━━━━━ Belge Metni
Ülkelerin işgali öylesine aniden gerçekleşmiyor
Ülkelerin işgali öylesine aniden gerçekleşmiyor!
İşgalci ülkeler, işgal edecekleri ülkeleri aniden aldıkları bir karar neticesinde işgal etmiyorlar.
İşgal etmek üzere karar verdikleri ülkeleri önce tespit etmekte ve bu ülkeleri yıllarca işgale hazır vaziyete getirmeye çalışmaktalar. Bu ülkeleri işgal edebilecek güce ulaşmak veya bu gücü kendinde var saymak yeterli olmamakta. O ülkelerin içinde de, bir takım çalışmalar yaparak, işgal edecekleri ülkelerin içinden kendilerine hizmet edebilecek insanlar bulmakta veya kullanıma elverişli insanları tespit edip, kendi emelleri doğrultusunda kullanıma hazır vaziyete getirmek üzere çalışma başlatmaktalar.
Tarihte var olan tüm Türk devletlerinin yıkılış ve yok oluş sebeplerini gerçek tarihinden araştırarak, bunun böyle olduğunu net bir şekilde görebilmemiz mümkündür.
Türkler çok kolay devlet kurabilme özelliklerine hep sahipler. Türk milletinin genlerinde bu güç ve enerji hep bulunmaktadır.
Ancak, bir şey daha var ki, o da çok önemli. Tüm Türk devletleri hep kendi içinden kullanıma hazır kişilerin bulunması ve bunların satın alınması ile yıkılmışlardır.
Tarihi iyi incelediğimizde; Türk devletlerinin sadece dışarıdan gelen düşman saldırıları ile yıkılmadığını, içeriden de bunlara yardım ve yataklık yapanların bulunması ile yok edildiğini görmekteyiz.
Abdülhamid Han zamanını ve dönen dolapları iyice araştırıp analiz ettiğimizde; Osmanlının yıkılışında, hem dış güç odakları ve hem de içimizden bunlara yardım ve destek sağlayanların rollerini daha net bir şekilde anlamamız mümkün olacaktır.
Abdülhamid bu dış ve iç güç odakları ile amansız bir mücadele yürütmüş ve yıkılmakta olan bir İmparatorluğu 31 yıl idare edebilme becerisini göstermiştir. Ama, bu dış ve iç güç odaklarının amansız ve acımasız saldırılarına daha fazla direnememiş ve nihayet fes etmek mecburiyetinde kalmıştır.
━━━━━━━━━━
━━━━━ Kayıtlı Veriler
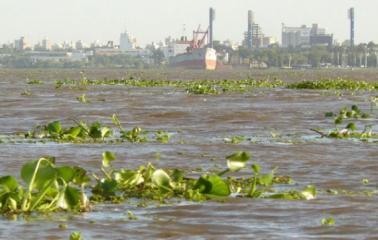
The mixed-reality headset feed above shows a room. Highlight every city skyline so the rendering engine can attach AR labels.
[0,0,378,45]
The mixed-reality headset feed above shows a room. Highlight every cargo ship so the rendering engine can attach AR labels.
[170,47,217,70]
[170,8,217,70]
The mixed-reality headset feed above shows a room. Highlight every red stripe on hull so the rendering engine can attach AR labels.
[173,60,217,70]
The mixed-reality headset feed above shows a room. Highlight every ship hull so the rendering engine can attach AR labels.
[170,48,217,70]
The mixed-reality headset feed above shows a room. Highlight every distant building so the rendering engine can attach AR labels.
[282,24,333,48]
[243,10,277,48]
[41,38,51,51]
[119,31,137,52]
[14,37,28,51]
[75,40,84,50]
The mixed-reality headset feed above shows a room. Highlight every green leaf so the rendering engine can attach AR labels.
[335,117,343,125]
[66,127,82,139]
[64,186,80,209]
[194,175,231,196]
[112,113,121,127]
[346,123,357,131]
[259,173,274,187]
[301,185,316,200]
[320,217,336,225]
[89,122,102,139]
[21,158,57,190]
[226,152,250,172]
[151,169,172,190]
[70,232,84,240]
[101,127,112,138]
[47,121,62,134]
[114,170,144,188]
[72,166,90,185]
[0,176,18,192]
[252,164,261,174]
[127,211,138,220]
[57,166,75,183]
[102,151,116,167]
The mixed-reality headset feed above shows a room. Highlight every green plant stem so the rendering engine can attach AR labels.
[217,168,230,177]
[29,180,54,211]
[21,158,46,212]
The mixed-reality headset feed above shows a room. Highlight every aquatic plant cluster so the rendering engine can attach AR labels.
[0,152,316,214]
[24,114,172,143]
[287,78,378,91]
[55,78,378,94]
[311,105,378,141]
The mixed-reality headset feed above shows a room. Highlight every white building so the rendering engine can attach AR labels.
[119,31,137,52]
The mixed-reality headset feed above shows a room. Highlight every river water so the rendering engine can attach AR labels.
[0,74,378,239]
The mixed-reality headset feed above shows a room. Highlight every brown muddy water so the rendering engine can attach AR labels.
[0,74,378,239]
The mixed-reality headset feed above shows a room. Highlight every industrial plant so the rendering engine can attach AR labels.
[0,8,378,70]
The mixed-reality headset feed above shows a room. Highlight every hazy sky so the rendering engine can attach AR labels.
[0,0,378,44]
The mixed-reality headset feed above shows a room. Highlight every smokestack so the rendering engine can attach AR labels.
[209,8,215,48]
[247,10,254,48]
[349,8,354,47]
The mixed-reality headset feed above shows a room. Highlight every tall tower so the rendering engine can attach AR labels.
[348,8,354,47]
[209,8,215,48]
[247,10,254,48]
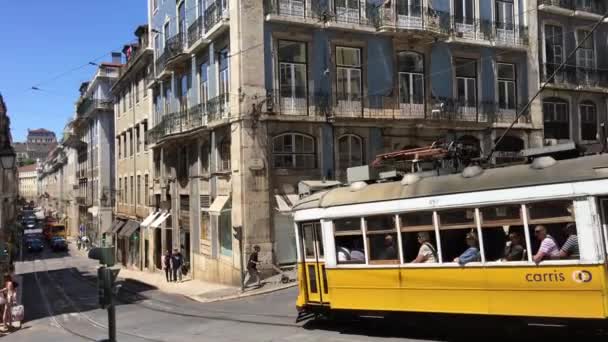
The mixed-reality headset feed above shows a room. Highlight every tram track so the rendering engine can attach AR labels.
[30,255,163,342]
[61,252,301,328]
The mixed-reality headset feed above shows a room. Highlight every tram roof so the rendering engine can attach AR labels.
[292,154,608,211]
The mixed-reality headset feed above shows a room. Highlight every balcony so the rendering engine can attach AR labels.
[538,0,607,20]
[265,90,530,124]
[203,0,229,40]
[76,98,114,116]
[376,0,450,38]
[541,63,608,92]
━━━━━━━━━━
### Alıştırmalar
1. Şu ifadelerin belge metniyle uyuşup uyuşmadığını evet ya da hayır ile belirtin ve her birinde kararı veren sözleri belge metninden birebir alıntılayın: (a) Abdülhamid yıkılmakta olan İmparatorluğu 31 yıl idare etmiştir. (b) Türk devletleri yalnızca dışarıdan gelen düşman saldırılarıyla yıkılmıştır. (c) İşgalci ülkeler, işgal edecekleri ülkeleri aniden aldıkları bir kararla işgal eder.
2. Tespit örnekleri satırlarında "Highlight every tall" ifadesini içeren satırdan başlayıp "[61,252,301,328]" ifadesini içeren satırda biten bölümü, iki uç satır da dahil olmak üzere, numaralı liste olarak verin. Resimleri cevaba almayın.

### Cevaplar
1.
(a) Evet: "yıkılmakta olan bir İmparatorluğu 31 yıl idare edebilme becerisini göstermiştir"
(b) Hayır: "Türk devletlerinin sadece dışarıdan gelen düşman saldırıları ile yıkılmadığını, içeriden de bunlara yardım ve yataklık yapanların bulunması ile yok edildiğini görmekteyiz"
(c) Hayır: "İşgalci ülkeler, işgal edecekleri ülkeleri aniden aldıkları bir karar neticesinde işgal etmiyorlar."

2.
1. The mixed-reality headset feed above shows a room. Highlight every tall tower so the rendering engine can attach AR labels.
2. [348,8,354,47]
3. [209,8,215,48]
4. [247,10,254,48]
5. The mixed-reality headset feed above shows a room. Highlight every tram track so the rendering engine can attach AR labels.
6. [30,255,163,342]
7. [61,252,301,328]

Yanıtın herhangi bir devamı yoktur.